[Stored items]
——

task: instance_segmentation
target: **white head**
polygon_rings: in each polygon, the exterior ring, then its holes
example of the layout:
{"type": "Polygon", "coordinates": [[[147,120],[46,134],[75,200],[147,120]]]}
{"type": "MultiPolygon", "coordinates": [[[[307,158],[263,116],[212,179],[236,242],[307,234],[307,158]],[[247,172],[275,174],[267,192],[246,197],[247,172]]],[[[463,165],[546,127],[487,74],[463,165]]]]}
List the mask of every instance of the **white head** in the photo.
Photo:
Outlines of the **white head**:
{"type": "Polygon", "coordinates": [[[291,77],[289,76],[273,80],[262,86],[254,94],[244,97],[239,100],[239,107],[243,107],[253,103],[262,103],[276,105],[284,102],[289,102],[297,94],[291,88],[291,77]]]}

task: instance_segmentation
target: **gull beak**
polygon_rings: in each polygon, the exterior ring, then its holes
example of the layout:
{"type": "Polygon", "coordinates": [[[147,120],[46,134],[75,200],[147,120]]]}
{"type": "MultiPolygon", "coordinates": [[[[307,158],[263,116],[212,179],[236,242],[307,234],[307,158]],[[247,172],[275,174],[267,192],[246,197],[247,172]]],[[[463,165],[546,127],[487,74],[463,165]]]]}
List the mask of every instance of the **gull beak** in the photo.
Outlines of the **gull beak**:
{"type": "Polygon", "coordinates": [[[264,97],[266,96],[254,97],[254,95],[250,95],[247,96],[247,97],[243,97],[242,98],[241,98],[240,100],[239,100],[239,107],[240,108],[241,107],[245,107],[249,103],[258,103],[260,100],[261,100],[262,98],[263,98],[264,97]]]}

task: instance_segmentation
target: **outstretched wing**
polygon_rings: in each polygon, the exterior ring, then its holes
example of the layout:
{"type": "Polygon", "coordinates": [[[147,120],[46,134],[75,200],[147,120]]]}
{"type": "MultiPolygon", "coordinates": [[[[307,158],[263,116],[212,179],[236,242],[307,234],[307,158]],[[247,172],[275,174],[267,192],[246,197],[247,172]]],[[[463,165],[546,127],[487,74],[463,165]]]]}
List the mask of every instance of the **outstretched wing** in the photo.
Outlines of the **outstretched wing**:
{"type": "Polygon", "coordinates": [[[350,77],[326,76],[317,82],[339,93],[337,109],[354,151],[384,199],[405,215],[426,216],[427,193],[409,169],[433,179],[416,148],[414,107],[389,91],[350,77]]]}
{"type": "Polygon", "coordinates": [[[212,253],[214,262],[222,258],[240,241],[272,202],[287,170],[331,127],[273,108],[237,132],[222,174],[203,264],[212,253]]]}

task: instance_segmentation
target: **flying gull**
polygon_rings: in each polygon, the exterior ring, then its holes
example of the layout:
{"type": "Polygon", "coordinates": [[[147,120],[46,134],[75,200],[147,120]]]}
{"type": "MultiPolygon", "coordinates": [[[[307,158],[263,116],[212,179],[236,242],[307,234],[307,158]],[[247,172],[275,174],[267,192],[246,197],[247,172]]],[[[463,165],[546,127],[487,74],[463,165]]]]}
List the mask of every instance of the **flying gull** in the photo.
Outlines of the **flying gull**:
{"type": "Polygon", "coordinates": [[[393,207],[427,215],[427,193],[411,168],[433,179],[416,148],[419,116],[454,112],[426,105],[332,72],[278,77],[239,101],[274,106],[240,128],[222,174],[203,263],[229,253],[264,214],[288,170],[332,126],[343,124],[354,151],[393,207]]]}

——

Rewrite all of the records above, swapping every "exterior ring" for "outer ring" and leaving everything else unchanged.

task: instance_segmentation
target: **white head**
polygon_rings: in each polygon, the outer ring, then its holes
example of the layout:
{"type": "Polygon", "coordinates": [[[147,120],[46,134],[75,200],[147,120]]]}
{"type": "MultiPolygon", "coordinates": [[[[307,158],[263,116],[212,179],[236,242],[307,234],[307,158]],[[247,172],[275,174],[267,192],[246,197],[247,172]]],[[[463,165],[546,127],[487,74],[463,165]]]]}
List the mask of every instance of the **white head** in the photo.
Photo:
Outlines of the **white head**:
{"type": "Polygon", "coordinates": [[[291,77],[289,76],[273,80],[262,86],[254,94],[244,97],[239,100],[239,107],[243,107],[253,103],[262,103],[276,105],[284,102],[289,102],[297,94],[291,88],[291,77]]]}

task: instance_segmentation
target: **gull beak**
polygon_rings: in each polygon, the outer ring, then its holes
example of the layout:
{"type": "Polygon", "coordinates": [[[147,120],[46,134],[75,200],[147,120]]]}
{"type": "MultiPolygon", "coordinates": [[[[307,158],[263,116],[212,179],[236,242],[307,234],[307,158]],[[247,172],[275,174],[267,192],[246,197],[247,172]]],[[[463,165],[546,127],[487,74],[463,165]]]]}
List the mask of every instance of the **gull beak** in the photo.
Outlines of the **gull beak**:
{"type": "Polygon", "coordinates": [[[264,97],[266,96],[254,97],[254,95],[250,95],[247,96],[247,97],[243,97],[242,98],[241,98],[240,100],[239,100],[239,107],[240,108],[241,107],[245,107],[249,103],[258,103],[260,100],[261,100],[262,98],[263,98],[264,97]]]}

task: instance_segmentation
target: **outstretched wing**
polygon_rings: in each polygon, the outer ring, then its holes
example of the layout:
{"type": "Polygon", "coordinates": [[[147,120],[46,134],[75,200],[147,120]]]}
{"type": "MultiPolygon", "coordinates": [[[[307,158],[263,116],[212,179],[236,242],[307,234],[307,158]],[[247,172],[275,174],[267,192],[246,197],[247,172]]],[[[463,165],[546,127],[487,74],[463,165]]]]}
List the mask of every instance of the **outstretched wing** in the photo.
Outlines of the **outstretched wing**:
{"type": "Polygon", "coordinates": [[[350,77],[326,76],[317,82],[339,93],[337,109],[354,151],[384,199],[405,215],[426,216],[427,193],[409,169],[433,179],[416,148],[414,107],[389,91],[350,77]]]}
{"type": "Polygon", "coordinates": [[[212,253],[214,262],[222,258],[240,241],[272,202],[287,170],[331,127],[273,108],[237,132],[222,174],[203,264],[212,253]]]}

task: instance_segmentation
target: **flying gull**
polygon_rings: in each polygon, the outer ring, then its holes
example of the layout:
{"type": "Polygon", "coordinates": [[[147,120],[46,134],[75,200],[147,120]]]}
{"type": "MultiPolygon", "coordinates": [[[[307,158],[263,116],[212,179],[236,242],[307,234],[307,158]],[[247,172],[275,174],[267,192],[246,197],[247,172]]],[[[463,165],[546,127],[487,74],[463,165]]]]}
List the mask of every instance of the **flying gull** in the photo.
Outlines of the **flying gull**:
{"type": "Polygon", "coordinates": [[[393,207],[427,215],[427,193],[411,168],[433,179],[416,148],[419,116],[454,112],[426,105],[332,72],[278,77],[239,101],[274,106],[240,128],[222,174],[203,263],[229,253],[264,214],[288,170],[332,126],[343,124],[354,151],[393,207]]]}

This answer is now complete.